*** Begin section ***

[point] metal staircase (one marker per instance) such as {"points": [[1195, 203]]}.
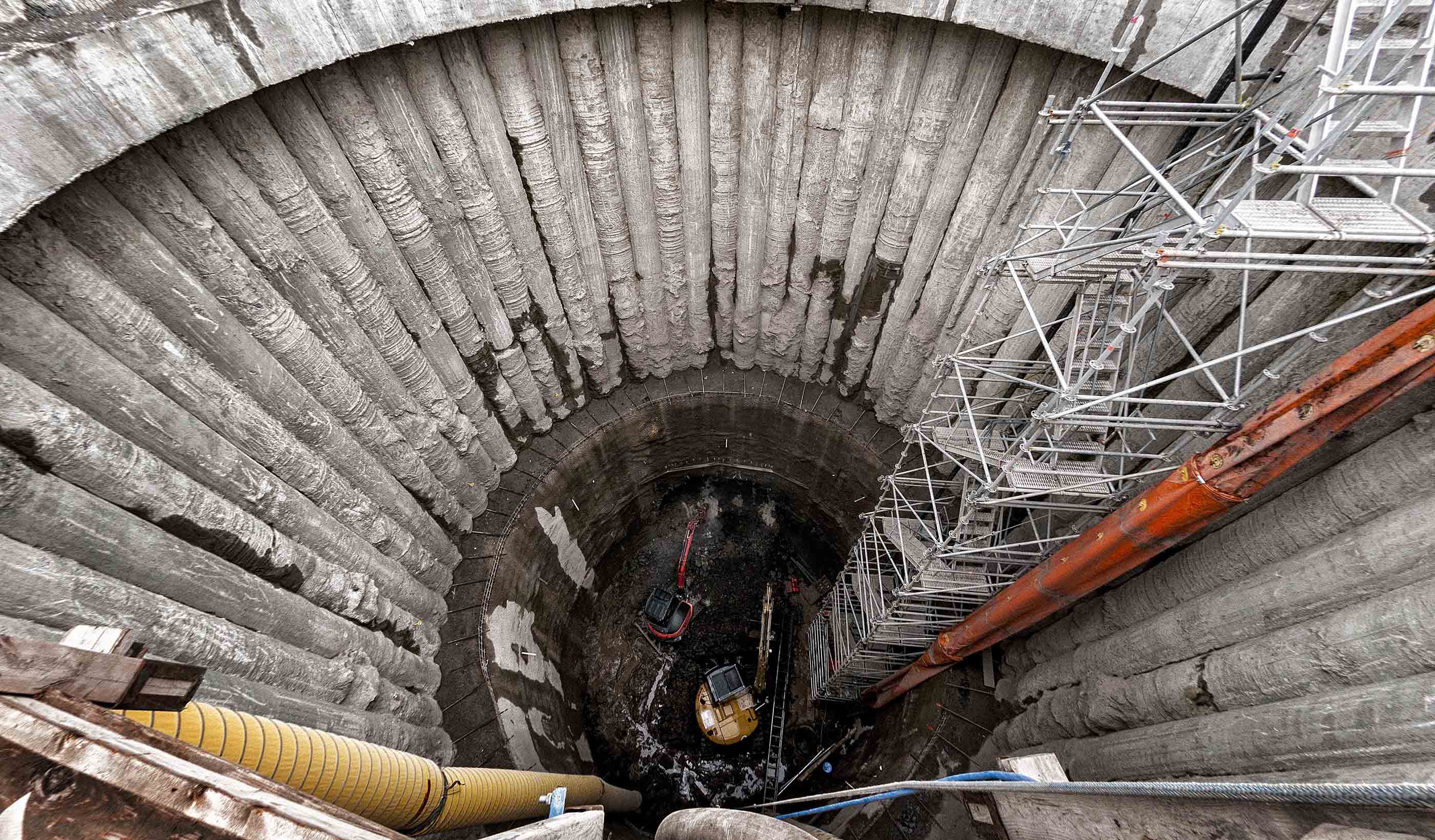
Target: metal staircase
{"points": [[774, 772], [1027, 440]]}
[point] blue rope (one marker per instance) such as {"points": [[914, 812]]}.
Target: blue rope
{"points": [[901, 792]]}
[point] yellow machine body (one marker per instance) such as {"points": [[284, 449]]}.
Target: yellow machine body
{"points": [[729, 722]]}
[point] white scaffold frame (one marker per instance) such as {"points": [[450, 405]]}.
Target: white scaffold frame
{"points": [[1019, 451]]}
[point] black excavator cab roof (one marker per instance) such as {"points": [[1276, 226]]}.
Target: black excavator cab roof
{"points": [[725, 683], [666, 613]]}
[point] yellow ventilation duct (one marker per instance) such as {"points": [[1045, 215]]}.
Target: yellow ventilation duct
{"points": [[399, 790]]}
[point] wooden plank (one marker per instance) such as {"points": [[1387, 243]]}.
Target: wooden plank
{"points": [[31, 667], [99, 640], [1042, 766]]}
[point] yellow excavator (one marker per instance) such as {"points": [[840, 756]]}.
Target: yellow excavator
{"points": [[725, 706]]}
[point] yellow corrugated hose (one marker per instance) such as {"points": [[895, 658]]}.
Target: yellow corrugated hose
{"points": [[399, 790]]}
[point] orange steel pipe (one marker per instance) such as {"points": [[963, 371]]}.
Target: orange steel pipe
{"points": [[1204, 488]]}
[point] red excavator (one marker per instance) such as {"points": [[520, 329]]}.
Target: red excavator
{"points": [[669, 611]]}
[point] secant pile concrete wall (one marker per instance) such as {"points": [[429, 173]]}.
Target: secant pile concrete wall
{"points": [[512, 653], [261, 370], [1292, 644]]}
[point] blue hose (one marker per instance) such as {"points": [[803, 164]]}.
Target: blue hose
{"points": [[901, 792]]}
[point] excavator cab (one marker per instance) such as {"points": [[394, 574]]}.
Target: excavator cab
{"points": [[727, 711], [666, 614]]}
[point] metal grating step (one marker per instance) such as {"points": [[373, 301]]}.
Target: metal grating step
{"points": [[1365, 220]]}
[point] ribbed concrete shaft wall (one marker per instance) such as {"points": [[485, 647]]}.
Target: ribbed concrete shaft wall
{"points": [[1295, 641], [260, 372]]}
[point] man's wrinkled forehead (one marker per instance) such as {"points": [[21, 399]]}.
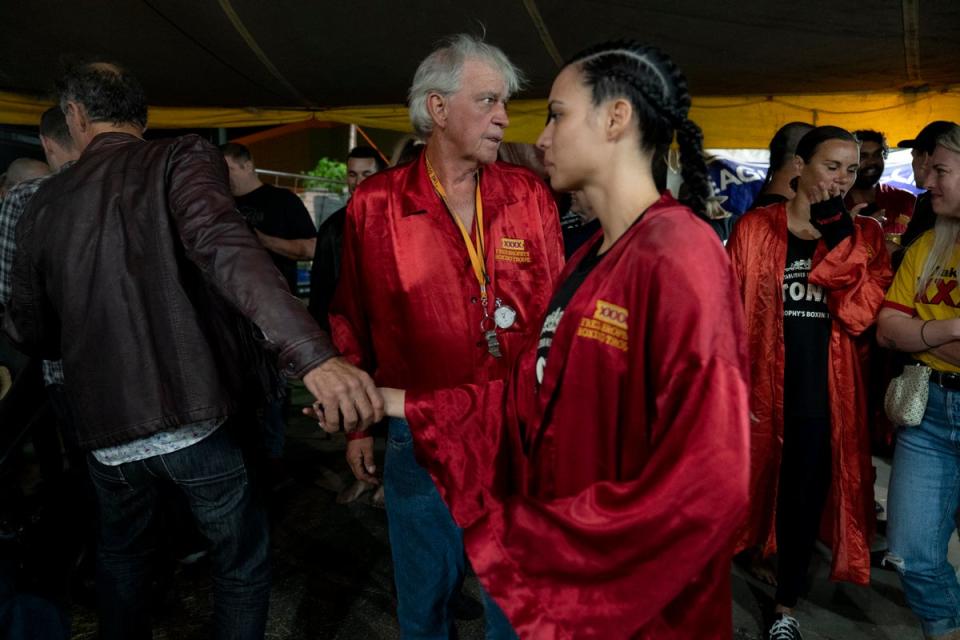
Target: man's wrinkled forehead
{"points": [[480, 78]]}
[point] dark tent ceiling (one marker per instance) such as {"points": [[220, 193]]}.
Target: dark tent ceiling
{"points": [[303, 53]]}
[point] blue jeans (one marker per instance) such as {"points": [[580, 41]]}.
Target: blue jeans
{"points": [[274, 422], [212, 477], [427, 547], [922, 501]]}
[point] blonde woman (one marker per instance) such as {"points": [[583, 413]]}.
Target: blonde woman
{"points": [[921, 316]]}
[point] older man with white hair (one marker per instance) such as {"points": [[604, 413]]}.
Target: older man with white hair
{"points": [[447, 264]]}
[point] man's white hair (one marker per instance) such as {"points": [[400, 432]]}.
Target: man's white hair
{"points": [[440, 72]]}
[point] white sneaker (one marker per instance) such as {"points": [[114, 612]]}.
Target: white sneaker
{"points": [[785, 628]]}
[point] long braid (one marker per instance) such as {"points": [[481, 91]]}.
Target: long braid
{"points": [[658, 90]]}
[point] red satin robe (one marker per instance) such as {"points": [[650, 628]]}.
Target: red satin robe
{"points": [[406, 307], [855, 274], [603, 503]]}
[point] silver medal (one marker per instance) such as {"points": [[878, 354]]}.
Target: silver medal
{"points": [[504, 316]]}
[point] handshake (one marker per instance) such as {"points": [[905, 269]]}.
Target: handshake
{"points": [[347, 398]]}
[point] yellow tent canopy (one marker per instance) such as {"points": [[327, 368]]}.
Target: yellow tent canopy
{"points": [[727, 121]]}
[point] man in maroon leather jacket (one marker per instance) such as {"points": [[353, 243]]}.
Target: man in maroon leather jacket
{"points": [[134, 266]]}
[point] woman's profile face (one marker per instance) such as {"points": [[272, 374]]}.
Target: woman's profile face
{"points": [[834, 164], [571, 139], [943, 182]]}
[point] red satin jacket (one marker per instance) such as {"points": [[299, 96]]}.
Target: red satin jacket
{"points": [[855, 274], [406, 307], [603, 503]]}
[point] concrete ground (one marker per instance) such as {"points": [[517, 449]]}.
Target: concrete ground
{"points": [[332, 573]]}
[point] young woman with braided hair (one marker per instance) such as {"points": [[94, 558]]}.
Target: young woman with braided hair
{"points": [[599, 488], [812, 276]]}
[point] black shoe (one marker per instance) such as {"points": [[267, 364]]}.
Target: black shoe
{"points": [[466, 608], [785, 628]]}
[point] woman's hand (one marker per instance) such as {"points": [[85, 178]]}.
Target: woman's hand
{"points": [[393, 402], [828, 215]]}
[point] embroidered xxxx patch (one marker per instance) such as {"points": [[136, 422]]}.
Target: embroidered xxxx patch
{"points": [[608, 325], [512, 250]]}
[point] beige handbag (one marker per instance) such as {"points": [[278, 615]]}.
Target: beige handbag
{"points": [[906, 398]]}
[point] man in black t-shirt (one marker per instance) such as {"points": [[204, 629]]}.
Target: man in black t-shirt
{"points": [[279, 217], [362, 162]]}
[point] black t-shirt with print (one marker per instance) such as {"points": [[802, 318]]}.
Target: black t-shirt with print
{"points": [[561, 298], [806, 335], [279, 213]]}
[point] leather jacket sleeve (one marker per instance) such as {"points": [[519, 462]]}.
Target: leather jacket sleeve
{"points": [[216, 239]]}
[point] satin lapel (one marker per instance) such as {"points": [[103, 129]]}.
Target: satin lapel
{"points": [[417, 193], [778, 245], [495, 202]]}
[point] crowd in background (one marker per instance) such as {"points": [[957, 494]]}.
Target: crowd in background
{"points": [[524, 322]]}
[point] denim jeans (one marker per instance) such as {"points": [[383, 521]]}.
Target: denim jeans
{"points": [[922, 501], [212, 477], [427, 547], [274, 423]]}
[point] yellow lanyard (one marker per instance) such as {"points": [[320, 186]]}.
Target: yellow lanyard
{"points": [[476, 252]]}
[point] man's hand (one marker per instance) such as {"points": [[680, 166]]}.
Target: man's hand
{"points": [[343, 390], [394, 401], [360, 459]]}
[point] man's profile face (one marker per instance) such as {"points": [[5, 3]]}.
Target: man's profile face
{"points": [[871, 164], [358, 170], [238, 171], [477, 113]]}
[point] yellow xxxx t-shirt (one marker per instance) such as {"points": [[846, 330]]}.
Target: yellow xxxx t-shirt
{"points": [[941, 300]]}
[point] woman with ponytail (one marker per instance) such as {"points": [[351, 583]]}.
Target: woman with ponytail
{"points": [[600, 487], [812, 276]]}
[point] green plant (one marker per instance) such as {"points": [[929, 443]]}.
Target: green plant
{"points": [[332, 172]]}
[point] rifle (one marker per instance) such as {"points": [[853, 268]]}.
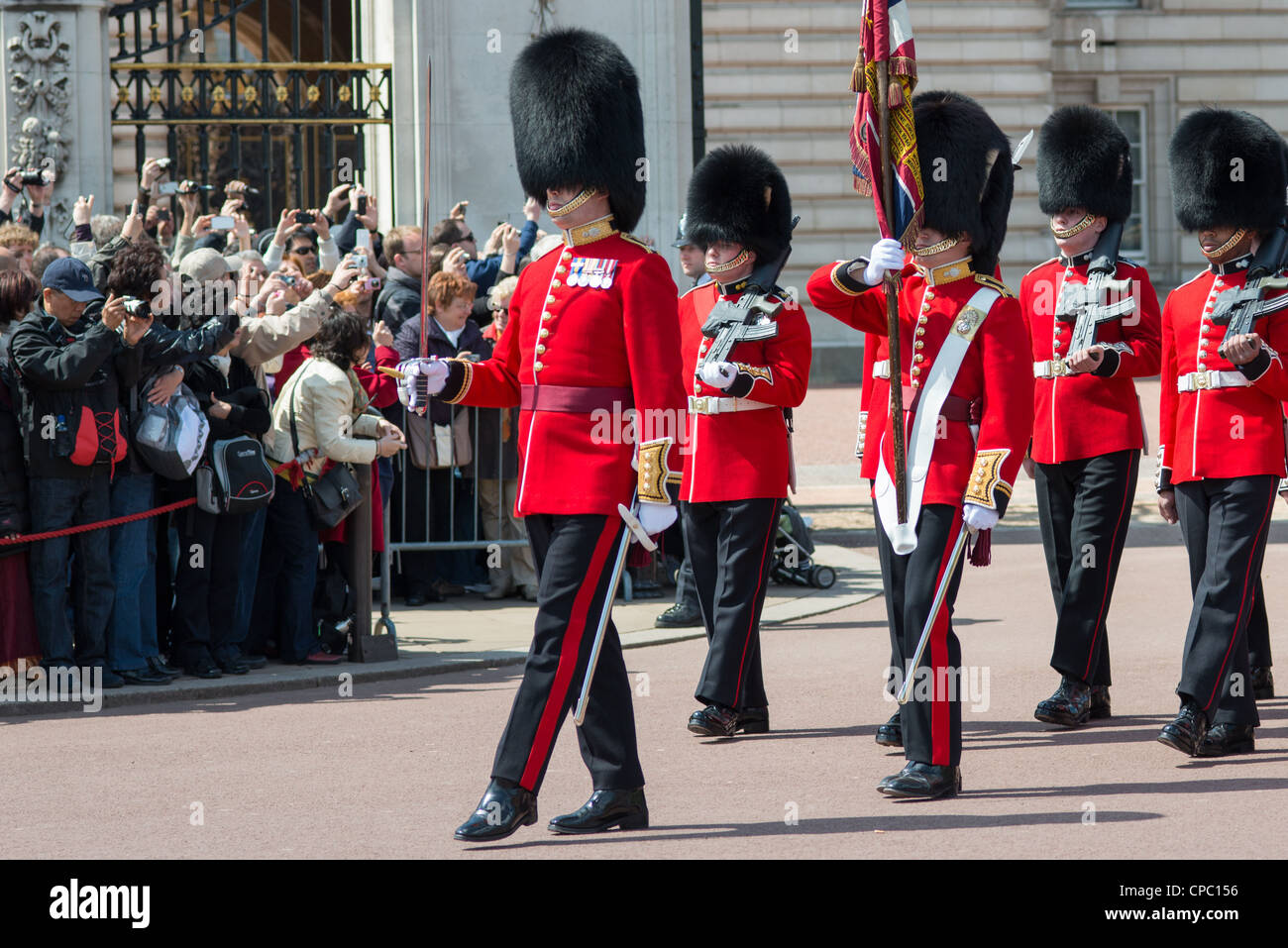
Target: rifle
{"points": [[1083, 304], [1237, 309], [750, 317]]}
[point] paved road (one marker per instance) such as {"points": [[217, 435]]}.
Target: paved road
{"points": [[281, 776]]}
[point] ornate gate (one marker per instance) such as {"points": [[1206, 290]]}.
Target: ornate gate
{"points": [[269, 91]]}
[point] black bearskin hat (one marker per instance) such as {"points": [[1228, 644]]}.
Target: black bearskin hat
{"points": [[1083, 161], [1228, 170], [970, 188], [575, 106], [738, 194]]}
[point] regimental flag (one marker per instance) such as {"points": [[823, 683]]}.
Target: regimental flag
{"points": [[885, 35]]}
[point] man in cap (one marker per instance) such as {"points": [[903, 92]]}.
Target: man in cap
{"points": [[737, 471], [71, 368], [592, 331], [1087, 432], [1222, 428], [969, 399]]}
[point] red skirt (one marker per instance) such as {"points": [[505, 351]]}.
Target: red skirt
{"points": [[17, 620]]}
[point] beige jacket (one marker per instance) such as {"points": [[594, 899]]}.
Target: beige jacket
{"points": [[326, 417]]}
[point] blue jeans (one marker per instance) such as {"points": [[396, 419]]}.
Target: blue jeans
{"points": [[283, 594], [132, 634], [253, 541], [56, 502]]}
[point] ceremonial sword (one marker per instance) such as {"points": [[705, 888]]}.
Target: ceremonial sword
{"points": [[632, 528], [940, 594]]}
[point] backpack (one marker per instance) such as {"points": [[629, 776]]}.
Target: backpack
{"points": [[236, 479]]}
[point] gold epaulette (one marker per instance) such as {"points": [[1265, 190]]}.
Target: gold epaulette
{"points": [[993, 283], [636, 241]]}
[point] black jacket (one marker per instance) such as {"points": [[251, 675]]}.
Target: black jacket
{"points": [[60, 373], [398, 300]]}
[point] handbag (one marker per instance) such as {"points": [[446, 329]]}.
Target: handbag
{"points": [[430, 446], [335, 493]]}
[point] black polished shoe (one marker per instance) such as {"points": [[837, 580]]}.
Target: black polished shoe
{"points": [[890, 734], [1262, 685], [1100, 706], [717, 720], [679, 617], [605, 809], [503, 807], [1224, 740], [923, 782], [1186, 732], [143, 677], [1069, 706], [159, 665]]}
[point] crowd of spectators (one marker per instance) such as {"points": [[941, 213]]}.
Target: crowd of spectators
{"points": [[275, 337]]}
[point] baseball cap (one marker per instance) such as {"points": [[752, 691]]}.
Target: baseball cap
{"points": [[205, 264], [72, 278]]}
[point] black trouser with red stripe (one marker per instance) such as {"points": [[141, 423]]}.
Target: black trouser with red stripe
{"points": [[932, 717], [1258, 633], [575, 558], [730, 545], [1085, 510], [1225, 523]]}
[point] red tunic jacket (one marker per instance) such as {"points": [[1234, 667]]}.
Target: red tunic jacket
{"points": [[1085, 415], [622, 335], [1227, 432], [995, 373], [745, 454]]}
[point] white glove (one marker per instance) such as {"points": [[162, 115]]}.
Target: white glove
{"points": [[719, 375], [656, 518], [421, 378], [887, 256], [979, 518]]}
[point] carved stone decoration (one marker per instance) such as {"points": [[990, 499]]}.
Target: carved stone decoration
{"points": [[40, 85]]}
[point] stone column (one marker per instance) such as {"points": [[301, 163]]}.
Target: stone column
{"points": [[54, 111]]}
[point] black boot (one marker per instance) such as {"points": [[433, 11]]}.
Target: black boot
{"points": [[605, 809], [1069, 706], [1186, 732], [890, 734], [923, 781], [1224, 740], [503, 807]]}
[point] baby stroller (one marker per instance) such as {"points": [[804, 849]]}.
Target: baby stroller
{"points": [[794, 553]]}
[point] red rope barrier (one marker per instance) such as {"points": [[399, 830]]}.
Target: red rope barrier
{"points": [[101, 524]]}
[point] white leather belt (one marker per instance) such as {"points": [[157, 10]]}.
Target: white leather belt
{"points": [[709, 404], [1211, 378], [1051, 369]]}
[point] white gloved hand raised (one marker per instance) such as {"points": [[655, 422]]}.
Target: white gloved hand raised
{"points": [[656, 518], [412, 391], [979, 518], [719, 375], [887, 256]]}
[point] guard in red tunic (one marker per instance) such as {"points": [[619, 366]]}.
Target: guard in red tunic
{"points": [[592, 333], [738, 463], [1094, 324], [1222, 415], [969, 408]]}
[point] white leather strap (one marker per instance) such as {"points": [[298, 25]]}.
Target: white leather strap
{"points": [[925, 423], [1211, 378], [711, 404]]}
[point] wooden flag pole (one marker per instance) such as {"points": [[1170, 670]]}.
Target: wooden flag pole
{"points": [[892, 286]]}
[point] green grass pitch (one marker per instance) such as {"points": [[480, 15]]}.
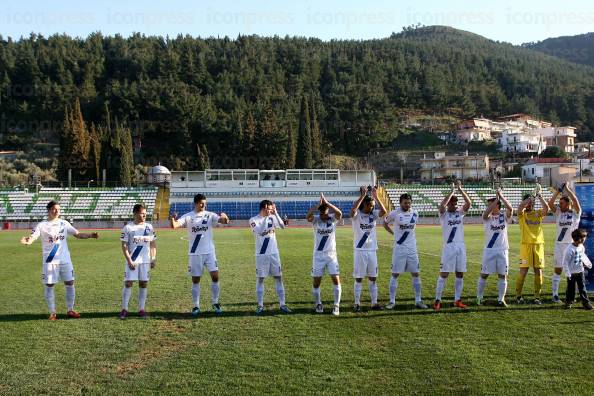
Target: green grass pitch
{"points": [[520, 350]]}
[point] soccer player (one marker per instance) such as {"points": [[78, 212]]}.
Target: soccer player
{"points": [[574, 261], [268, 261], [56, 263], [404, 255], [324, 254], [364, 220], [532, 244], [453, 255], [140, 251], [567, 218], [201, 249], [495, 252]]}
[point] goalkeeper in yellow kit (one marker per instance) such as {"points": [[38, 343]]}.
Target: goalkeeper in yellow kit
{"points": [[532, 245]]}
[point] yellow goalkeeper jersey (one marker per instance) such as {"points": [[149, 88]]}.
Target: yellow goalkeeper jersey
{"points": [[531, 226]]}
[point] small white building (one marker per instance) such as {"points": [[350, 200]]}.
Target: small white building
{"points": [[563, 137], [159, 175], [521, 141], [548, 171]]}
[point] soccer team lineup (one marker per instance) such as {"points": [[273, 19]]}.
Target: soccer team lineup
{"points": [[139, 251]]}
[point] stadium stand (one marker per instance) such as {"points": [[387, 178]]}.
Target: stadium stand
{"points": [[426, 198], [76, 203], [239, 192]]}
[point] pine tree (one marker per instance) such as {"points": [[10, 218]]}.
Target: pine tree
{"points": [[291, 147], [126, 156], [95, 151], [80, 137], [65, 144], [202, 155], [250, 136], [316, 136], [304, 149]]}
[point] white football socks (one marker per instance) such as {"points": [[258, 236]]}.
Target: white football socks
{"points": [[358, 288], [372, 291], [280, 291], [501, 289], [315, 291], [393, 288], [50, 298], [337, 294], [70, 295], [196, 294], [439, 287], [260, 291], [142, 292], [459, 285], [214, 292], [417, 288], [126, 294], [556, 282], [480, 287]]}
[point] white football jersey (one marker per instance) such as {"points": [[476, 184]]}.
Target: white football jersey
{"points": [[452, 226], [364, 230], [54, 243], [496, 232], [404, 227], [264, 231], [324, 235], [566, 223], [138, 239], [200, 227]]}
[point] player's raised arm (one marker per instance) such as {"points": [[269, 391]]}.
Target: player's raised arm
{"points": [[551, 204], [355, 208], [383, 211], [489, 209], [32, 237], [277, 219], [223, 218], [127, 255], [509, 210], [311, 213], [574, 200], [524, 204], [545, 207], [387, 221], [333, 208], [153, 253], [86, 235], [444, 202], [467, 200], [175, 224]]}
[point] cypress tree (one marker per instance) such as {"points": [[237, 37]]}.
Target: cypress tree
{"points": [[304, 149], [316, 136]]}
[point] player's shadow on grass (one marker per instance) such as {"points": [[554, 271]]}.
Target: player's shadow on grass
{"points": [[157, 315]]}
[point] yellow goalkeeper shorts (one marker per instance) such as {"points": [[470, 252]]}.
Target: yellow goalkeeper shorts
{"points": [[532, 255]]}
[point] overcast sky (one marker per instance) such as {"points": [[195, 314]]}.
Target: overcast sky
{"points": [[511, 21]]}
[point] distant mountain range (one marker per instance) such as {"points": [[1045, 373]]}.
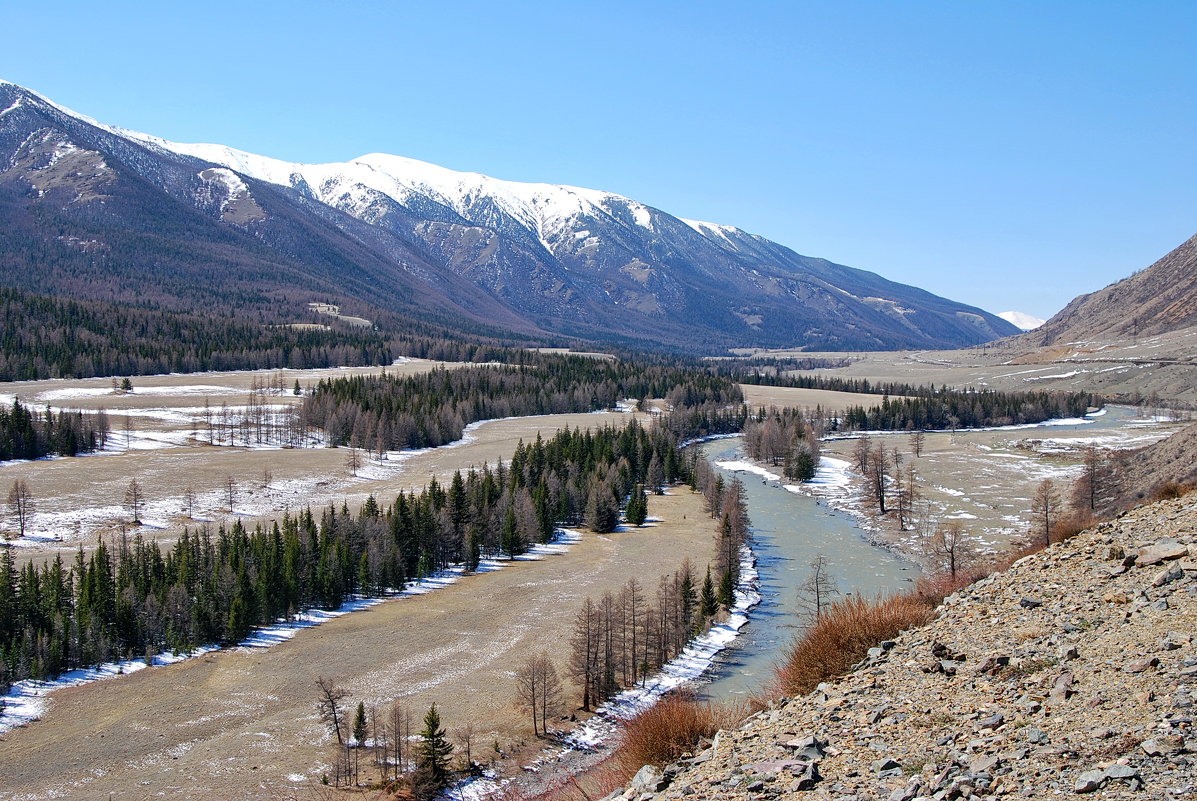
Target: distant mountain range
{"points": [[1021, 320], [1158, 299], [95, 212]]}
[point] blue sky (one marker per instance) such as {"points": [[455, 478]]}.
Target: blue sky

*** End section ***

WHAT THE TASK REQUIRES: In the listing above, find the line with "[point] baseball cap" and the line with "[point] white glove (one"; output exactly those lines and all lines between them.

ANSWER:
[point] baseball cap (one marker per instance) such as {"points": [[752, 691]]}.
Target: baseball cap
{"points": [[205, 264], [72, 278]]}
[point] black trouser with red stripe (one marker per instance) such as {"points": [[141, 423]]}.
Target: black trouser with red stripe
{"points": [[932, 717], [1258, 633], [575, 558], [730, 545], [1085, 510], [1225, 523]]}
[point] red tunic jacket (one marker per instance) such as {"points": [[1234, 667]]}.
Target: red tunic jacket
{"points": [[1085, 415], [622, 335], [1227, 432], [995, 373], [745, 454]]}
[point] white glove (one marker per instance) such as {"points": [[162, 115]]}.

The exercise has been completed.